_DOCUMENT SEGMENT_:
Mother Jones noted a rising belief in astrology.



Not strictly an American phenomenon, Europeans are embracing their own silliness. In the Wall Street Journal, Naomi Schaefer Riley writes that “In Austria, 28% of respondents say they believe in fortune tellers; 32% believe in astrology; and 33% believe in lucky charms…(“They’re after me Lucky Charms!”) More than half of Icelanders believe in huldufolk, hidden people like elves and trolls.” She quotes Baylor scholar Rodney Stark who stated, “More than 20 percent of Swedes believe in reincarnation…half believe in mental telepathy.”



In National Review, author and professor Clay Routledge remarked that decline in religiosity is connected to more belief in ghosts, UFO’s, and clairvoyance and that those who reject traditional belief often embrace what he describes as “supernatural-lite” beliefs, “often wrapped superficially in the language of science and technology, making them more palatable” to the irreligious. He noted, however, that those rejecting theism are often still influenced by it. Finnish researchers found that both theists and atheists exhibited similar levels of physiological stress when reading aloud statements daring God to cause harm.



Routledge wrote that while many are finding nontraditional substitutes for church, “there are reasons to doubt that those are effective substitutes for religion”. He writes that the substitutes are more individualistic and focused on personal interests rather than social duties and interdependence. They are belief systems that lead to loneliness. Routledge called religion a “uniquely powerful” resource for meaning because it “binds individuals to a meaning-sustaining social fabric.”

_MATERIAL SUPPLIED_:
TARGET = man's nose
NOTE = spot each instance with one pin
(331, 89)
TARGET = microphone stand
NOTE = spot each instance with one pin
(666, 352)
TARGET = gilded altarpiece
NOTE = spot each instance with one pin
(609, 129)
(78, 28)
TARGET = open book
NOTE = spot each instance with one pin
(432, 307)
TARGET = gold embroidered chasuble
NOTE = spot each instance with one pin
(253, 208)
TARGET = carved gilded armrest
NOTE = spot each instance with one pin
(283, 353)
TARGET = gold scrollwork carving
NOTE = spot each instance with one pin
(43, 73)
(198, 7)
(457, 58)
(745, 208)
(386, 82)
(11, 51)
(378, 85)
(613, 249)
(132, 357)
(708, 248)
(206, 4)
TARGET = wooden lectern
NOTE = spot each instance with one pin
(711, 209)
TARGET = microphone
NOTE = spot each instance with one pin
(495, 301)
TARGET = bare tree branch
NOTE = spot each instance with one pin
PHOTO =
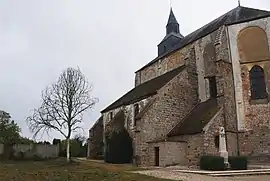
(63, 104)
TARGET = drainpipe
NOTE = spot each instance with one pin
(237, 132)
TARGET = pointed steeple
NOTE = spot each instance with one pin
(172, 25)
(173, 35)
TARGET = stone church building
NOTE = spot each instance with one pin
(218, 75)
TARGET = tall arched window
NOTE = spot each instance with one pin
(257, 83)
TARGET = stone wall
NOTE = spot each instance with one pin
(172, 103)
(171, 153)
(41, 150)
(239, 55)
(95, 141)
(162, 66)
(252, 115)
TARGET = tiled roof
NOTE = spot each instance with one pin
(237, 15)
(98, 122)
(145, 89)
(196, 120)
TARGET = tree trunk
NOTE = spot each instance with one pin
(68, 148)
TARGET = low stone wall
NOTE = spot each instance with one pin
(41, 150)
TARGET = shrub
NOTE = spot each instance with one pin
(214, 163)
(238, 162)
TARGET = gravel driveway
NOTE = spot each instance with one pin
(170, 174)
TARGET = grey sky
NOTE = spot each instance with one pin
(109, 40)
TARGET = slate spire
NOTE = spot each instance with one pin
(172, 25)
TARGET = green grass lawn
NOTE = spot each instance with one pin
(58, 170)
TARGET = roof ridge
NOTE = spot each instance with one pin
(228, 18)
(144, 90)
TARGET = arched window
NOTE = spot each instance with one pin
(257, 83)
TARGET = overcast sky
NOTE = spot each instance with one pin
(108, 39)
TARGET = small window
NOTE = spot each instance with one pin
(136, 111)
(213, 87)
(257, 83)
(217, 141)
(110, 115)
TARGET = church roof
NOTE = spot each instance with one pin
(98, 122)
(196, 120)
(145, 89)
(239, 14)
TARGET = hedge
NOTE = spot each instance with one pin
(238, 162)
(213, 163)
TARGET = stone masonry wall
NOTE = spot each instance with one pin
(95, 141)
(172, 103)
(253, 116)
(162, 66)
(171, 153)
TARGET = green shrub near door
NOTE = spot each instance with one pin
(214, 163)
(238, 162)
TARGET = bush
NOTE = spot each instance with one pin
(214, 163)
(238, 162)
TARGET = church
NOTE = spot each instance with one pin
(218, 75)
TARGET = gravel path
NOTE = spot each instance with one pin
(169, 174)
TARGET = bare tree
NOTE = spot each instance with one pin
(63, 105)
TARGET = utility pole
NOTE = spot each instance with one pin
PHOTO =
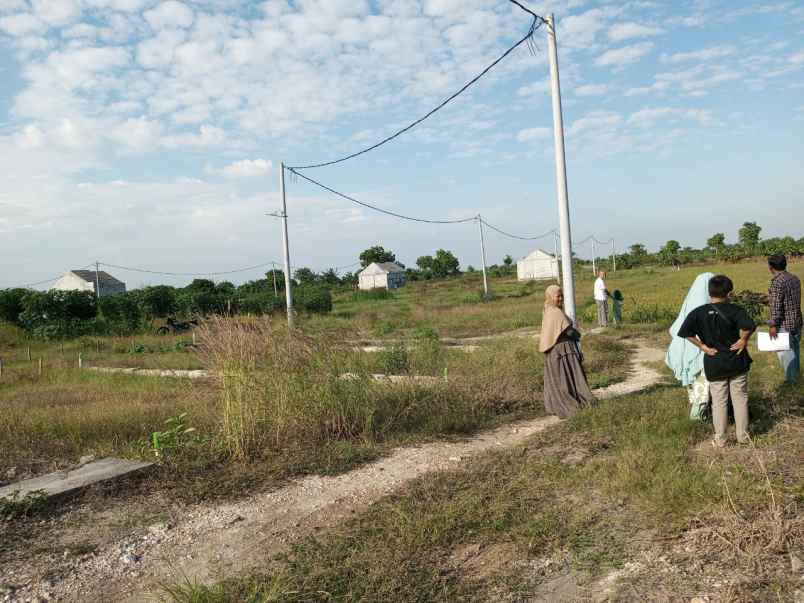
(613, 255)
(97, 282)
(555, 255)
(288, 292)
(568, 277)
(483, 257)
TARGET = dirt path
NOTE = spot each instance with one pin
(210, 542)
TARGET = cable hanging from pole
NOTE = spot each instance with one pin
(378, 209)
(536, 24)
(521, 238)
(142, 270)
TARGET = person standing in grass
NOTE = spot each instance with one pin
(602, 299)
(785, 302)
(721, 330)
(566, 389)
(684, 358)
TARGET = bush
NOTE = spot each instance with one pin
(11, 304)
(58, 314)
(314, 299)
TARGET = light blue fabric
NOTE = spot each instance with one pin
(683, 358)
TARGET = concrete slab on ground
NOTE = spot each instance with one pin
(66, 482)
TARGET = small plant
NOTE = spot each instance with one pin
(14, 506)
(173, 438)
(395, 360)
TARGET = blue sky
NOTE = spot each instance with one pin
(148, 133)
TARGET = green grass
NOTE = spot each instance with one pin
(635, 476)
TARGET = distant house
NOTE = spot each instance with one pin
(381, 275)
(85, 280)
(537, 265)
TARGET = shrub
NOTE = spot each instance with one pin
(11, 305)
(314, 299)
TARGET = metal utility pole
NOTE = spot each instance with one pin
(555, 255)
(483, 257)
(568, 278)
(97, 282)
(288, 292)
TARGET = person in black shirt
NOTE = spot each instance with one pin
(721, 330)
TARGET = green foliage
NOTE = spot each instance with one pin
(158, 302)
(749, 235)
(313, 298)
(15, 506)
(11, 305)
(395, 360)
(58, 314)
(176, 436)
(376, 254)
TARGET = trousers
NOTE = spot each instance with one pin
(737, 389)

_TASKS_:
1. In the passage on supernatural belief, what percentage of respondents in Austria say they believe in astrology?
2. Carry on the passage about supernatural belief and religion from its last sentence.

_RESPONSES FOR EACH TASK_:
1. 32%

2.
“Let us not neglect meeting together, as some have made a habit, but let us encourage one another…”

                                                                                                                       Hebrews 10:25



Suicides have risen an alarming 30% since 2000. One author noted that the average anxiety of the incoming freshman was equal to that of the average mental patient in the 1960’s. Parenting expert John Rosemond claims that mental disorders in youth have increased 50-fold since the 1950’s. In a piece on Intellectual Takeout, Marcus Roberts noted how the same Clay Routledge documented this increase in suicide as due in part to a crisis in meaning.  Routledge says there is much empirical evidence for existential anxiety being tied to substance abuse and other mental health issues. Roberts writes, “…the changing landscape in the USA is undermining people’s sense of meaning. The decline of neighborliness, the shrinking of the family and the diminishing of religion are all posing serious threats to a meaning of life. Americans today are less likely to know and interact with their neighbors, they are less likely to believe that people are generally trustworthy and to feel that they have individuals they can confide in.”



Millenials are the least religious generation in history. Is it a surprise they are so lost? British Prime Minister Theresa May called loneliness a national crisis. She appointed a minister to tackle a problem believed to affect over 9 million in her country. I would argue, however, that loneliness is but a symptom. In “Man’s Search for Meaning”, existential psychologist Viktor Frankl described how his fellow concentration camp victims displayed great disparities in reacting to the crisis. Those who rejected nihilism and embraced their God or connectedness and service to others were able to stave off despair. What shocked him was that, in the midst of the depths of some of the most profound human misery—starvation, typhus and imminent execution—some appeared…happy. They knew that whether in life or in death, in abundance or suffering, life had meaning.  Witnessing this changed his life.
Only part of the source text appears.